ACTIVITY: In the statistical methods passage below, rewrite the paragraph beginning "To check whether the model fitted the data" as a short list that keeps its main facts.

We assumed the misclassification matrix to be constant over age and the test sensitivity of progressive and non-progressive PCDP cases to be the same due to non-differential pathological findings (that is, Pr(Y(t) = 2| X(t) = 2) = Pr(Y(t) = 2| X(t) = 4) = S ). In addition, a false-negative case was assumed to be detected in the next screening round (if not detected clinically before that) to simplify the likelihood function [8].

Maximum likelihood estimation

The individual observed states identified from the screening histories combined with the outcomes of screening were used to construct the likelihood function through the transition probabilities. The transition probabilities can be derived from the transition rates by solving the forward Kolmogorov equation [11]. The likelihood function was similar to that used by Wu et al. [8]. In brief, the likelihood contribution of a sequence of observations on an individual subject can be represented by transition probabilities and misclassification probabilities according to the observed states [12]. Since individual screening histories were collected from age 50, the transition rates before age 50 were intractable. The transition rate from state 1 to state 2 for time interval [40, 50) was obtained from the average age-specific incidence in 1989–2004 in Stockholm as reported in the cancer register [13]. Because the closed-form solutions of parameters did not exist, a numerical procedure was required to estimate the parameters and maximize the likelihood. The quasi-Newton (Broyden–Fletcher–Goldfarb–Shanno) and Nelder–Mead methods were used to find the maximum likelihood estimates (MLEs) using the package optimx in R software [14]. We applied the Karush–Kuhn–Tucker conditions to determine whether the −2*log likelihood indeed converged [15]. The standard errors of the estimates of parameters were obtained from the inverse of the Hessian matrix of the maximized log-likelihood function. A homogeneous Markov model based on constant transition rates was also estimated, and likelihood ratio test was used to compare the homogeneous and non-homogeneous models. All calculations were performed using the R statistical software.

To check whether the model fitted the data, the observed and expected cumulative incidence curves in the ever-attenders were plotted. The expected number of BC cases was calculated on the basis of the individual screening histories and MLEs of parameters. The annual observed incidence rate was first calculated and the expected number of BC cases in each year was calculated by summing the probability that an individual was in PCDP or CP given her previous states over all at-risk subjects. Follow-up of clinically detected cases was continued until the next supposed examination time (two years after latest scheduled time) [16].

COLLECTED DATA:

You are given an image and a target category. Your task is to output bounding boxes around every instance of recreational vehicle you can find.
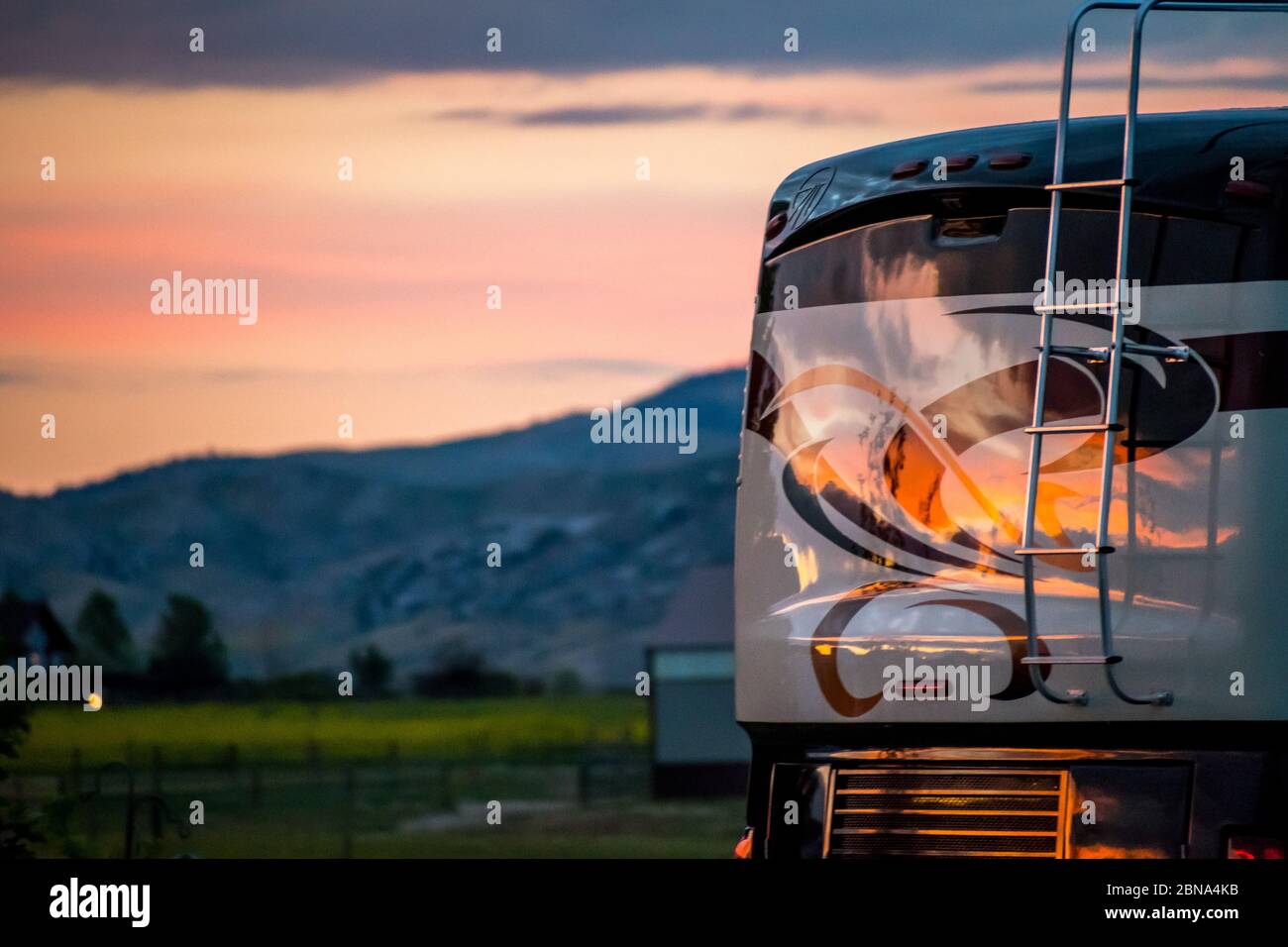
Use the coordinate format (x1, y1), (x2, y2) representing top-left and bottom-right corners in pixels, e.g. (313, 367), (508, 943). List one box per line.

WRITTEN SOLUTION:
- Model fit was checked by plotting observed and expected cumulative incidence curves in the ever-attenders.
- The expected number of BC cases came from the individual screening histories and the MLEs of the parameters.
- The annual observed incidence rate was calculated first.
- The expected number of cases in each year was the sum, over all at-risk subjects, of the probability that an individual was in PCDP or CP given her previous states.
- Clinically detected cases were followed until the next supposed examination time, two years after the latest scheduled time.